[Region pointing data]
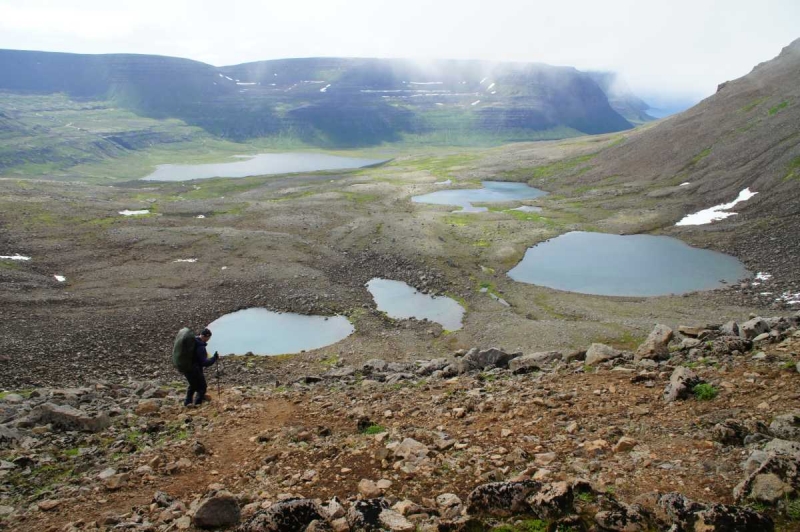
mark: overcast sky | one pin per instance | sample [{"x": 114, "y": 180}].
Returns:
[{"x": 679, "y": 47}]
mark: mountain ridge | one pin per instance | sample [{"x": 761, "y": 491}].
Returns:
[{"x": 332, "y": 102}]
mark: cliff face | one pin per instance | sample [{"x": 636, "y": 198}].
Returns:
[
  {"x": 330, "y": 101},
  {"x": 745, "y": 135}
]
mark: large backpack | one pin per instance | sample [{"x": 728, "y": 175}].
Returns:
[{"x": 183, "y": 350}]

Exercise instructions
Transcribe the entries above verbatim, omitting their pictures.

Output below
mark: overcast sky | one pin per instance | sample [{"x": 114, "y": 180}].
Returns:
[{"x": 679, "y": 47}]
mark: mountain ridge | one pin per instance | sample [{"x": 761, "y": 491}].
Returns:
[{"x": 332, "y": 102}]
mark: cliff face | one pin per instance | sample [{"x": 636, "y": 198}].
Returns:
[
  {"x": 330, "y": 101},
  {"x": 745, "y": 135}
]
mark: large backpack | one pin per instance | sample [{"x": 728, "y": 175}].
Returns:
[{"x": 183, "y": 350}]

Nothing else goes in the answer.